** Opening Source text block **

Robots.txt file Structure
Robots.txt is a text file that is used to block our specific pages or resources such as pdf, doc, or some image files from indexing. Robots.txt file tells the search engine bots not to index particular pages.
Major Search Engines (Google, Yahoo, Bing) reads our website robots.txt file and check which page should be indexed and which pages should not be indexed.
Why Use Robots.txt file?
As we already explain robots.txt file is an important file that is used to block particular pages or resources of the website.
Let's see there are 3 main reasons you should use the robots.txt file, which is the following:
Block Non-Public Pages: Sometimes we have a need to block our admin pages which is not for random users such as login page, profile page, site settings, etc. we don’t want to index these pages then here we use the robots.txt file to disallow these pages.

** Closing Source text block **
** Opening Study material block **

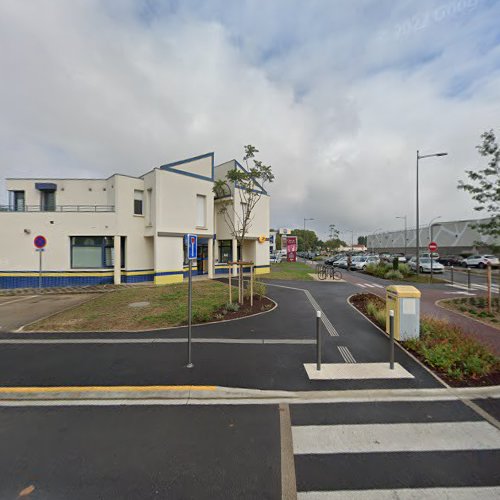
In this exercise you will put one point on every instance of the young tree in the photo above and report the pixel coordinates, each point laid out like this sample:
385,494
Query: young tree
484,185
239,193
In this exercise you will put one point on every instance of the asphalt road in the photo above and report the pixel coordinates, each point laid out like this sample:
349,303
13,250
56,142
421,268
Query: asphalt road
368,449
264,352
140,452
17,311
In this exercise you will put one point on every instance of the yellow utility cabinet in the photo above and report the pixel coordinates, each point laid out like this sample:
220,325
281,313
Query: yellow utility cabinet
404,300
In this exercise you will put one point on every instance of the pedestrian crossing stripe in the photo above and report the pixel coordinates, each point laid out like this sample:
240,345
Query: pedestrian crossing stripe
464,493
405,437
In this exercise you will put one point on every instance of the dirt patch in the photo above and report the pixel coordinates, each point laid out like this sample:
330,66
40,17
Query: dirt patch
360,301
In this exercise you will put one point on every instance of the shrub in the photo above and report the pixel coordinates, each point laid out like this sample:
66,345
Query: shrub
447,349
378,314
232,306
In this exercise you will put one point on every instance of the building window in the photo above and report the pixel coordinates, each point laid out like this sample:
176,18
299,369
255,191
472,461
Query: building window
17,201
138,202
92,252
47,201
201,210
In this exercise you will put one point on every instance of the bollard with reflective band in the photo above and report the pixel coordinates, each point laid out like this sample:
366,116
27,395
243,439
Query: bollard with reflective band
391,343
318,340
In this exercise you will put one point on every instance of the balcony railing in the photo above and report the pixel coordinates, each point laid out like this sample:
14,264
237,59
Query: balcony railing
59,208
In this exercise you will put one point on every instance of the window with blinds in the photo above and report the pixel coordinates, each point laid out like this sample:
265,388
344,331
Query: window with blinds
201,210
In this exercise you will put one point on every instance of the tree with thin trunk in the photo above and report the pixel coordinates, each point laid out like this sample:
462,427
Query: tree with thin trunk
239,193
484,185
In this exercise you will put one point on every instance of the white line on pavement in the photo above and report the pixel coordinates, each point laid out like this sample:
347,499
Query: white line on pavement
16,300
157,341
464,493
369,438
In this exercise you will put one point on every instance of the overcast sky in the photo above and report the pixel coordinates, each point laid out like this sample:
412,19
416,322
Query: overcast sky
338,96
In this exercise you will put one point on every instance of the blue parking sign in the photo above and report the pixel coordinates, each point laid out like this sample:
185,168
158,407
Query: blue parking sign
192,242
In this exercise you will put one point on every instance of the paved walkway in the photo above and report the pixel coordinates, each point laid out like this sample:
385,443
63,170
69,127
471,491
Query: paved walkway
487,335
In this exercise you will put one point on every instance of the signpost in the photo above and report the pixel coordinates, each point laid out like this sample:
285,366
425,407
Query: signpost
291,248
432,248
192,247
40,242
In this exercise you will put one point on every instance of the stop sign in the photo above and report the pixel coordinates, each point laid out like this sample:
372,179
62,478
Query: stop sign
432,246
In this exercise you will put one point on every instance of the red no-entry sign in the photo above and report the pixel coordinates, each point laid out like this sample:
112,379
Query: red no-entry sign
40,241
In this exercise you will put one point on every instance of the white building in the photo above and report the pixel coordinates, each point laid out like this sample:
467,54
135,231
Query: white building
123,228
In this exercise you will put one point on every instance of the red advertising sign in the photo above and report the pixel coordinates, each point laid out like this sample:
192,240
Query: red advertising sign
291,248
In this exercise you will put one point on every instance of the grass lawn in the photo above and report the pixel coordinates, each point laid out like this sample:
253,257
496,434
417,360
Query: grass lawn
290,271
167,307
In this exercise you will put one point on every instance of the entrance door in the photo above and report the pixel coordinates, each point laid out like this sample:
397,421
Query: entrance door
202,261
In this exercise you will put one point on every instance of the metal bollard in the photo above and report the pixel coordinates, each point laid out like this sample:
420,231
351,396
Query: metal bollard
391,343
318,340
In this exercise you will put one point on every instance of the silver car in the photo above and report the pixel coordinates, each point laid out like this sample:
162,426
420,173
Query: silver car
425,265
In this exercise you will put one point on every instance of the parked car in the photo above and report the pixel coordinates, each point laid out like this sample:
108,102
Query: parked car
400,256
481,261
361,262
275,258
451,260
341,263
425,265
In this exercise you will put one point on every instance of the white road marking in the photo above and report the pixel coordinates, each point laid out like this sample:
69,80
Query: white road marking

** Closing Study material block **

> Exercise 1: Update the robots.txt text from "Why Use Robots.txt" to "of the website.", replacing "important" with "essential".
> Exercise 2:
Answer these questions from the robots.txt text:
(a) Which major search engines are named?
(b) How many main reasons for using the file are given?
(c) What examples of admin pages are listed?
> Exercise 3: In the robots.txt text, why are admin pages disallowed? Answer in one to three sentences.

> Your response 1:
Why Use Robots.txt file?
As we already explain robots.txt file is an essential file that is used to block particular pages or resources of the website.

> Your response 2:
(a) Google, Yahoo, and Bing
(b) 3
(c) Login page, profile page, and site settings

> Your response 3: Admin pages such as the login page, profile page, and site settings are not meant for random users. Site owners don't want these pages indexed, so they use the robots.txt file to disallow them.